Start of Block

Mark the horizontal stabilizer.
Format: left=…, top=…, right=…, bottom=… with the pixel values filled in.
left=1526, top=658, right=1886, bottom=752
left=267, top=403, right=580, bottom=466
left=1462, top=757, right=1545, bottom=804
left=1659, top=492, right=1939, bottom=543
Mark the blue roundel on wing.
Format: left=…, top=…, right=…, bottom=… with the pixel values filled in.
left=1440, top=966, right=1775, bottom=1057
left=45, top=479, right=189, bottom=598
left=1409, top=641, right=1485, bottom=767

End of Block

Work instruction ▸ Once the line containing "Mark the blue roundel on wing." has been retyped, stop. Begin at the first line of the material and reproduce every line up to it exactly.

Response ▸
Mark the horizontal stabilizer.
Format: left=…, top=…, right=…, bottom=… with the pixel values filled in.
left=1526, top=658, right=1886, bottom=752
left=267, top=403, right=580, bottom=466
left=1462, top=757, right=1545, bottom=804
left=1659, top=492, right=1939, bottom=543
Mark the blue roundel on wing.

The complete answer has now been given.